» **Exercise directions**: Find the line that contains "For the mapping pass, tag each instance of the white". Output it and every line after it to the end of the records, exactly as they appear.
** BEGIN Input for this task **
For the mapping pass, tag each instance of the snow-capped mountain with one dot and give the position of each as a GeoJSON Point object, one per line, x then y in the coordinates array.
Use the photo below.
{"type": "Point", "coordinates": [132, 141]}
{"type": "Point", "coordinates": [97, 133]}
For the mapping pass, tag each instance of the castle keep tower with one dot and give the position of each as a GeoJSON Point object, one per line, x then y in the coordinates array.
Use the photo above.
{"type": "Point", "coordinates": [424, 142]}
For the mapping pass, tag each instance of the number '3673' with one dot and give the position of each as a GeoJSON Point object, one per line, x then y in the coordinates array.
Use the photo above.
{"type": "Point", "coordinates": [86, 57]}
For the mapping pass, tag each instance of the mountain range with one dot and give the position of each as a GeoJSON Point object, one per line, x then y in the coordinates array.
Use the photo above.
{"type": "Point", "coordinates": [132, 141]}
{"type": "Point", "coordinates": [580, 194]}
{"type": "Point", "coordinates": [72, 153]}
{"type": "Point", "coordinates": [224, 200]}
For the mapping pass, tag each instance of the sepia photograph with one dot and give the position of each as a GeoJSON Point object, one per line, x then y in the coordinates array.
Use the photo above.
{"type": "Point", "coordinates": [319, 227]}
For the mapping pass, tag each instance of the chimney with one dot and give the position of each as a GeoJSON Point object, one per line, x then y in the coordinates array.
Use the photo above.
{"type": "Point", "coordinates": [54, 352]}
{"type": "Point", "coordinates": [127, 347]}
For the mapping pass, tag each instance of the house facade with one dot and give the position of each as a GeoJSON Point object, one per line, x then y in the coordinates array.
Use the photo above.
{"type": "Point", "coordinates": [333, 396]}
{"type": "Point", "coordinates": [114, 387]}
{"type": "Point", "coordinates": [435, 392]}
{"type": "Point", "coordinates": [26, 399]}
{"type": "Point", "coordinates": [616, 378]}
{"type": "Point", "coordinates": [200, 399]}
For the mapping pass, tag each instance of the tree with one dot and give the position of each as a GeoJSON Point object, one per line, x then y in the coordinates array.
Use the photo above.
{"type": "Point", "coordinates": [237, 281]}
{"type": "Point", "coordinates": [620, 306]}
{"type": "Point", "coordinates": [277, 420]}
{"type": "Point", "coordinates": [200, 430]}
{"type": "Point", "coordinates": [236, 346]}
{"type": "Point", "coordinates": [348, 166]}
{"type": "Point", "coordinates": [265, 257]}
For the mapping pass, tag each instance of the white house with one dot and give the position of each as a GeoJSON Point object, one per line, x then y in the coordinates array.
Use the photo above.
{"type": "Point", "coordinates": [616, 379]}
** END Input for this task **
» **Answer for the task**:
For the mapping pass, tag each instance of the white house with one dot and give the position of each as a GeoJSON Point object, one per line, x then y in the coordinates array.
Use the photo above.
{"type": "Point", "coordinates": [616, 379]}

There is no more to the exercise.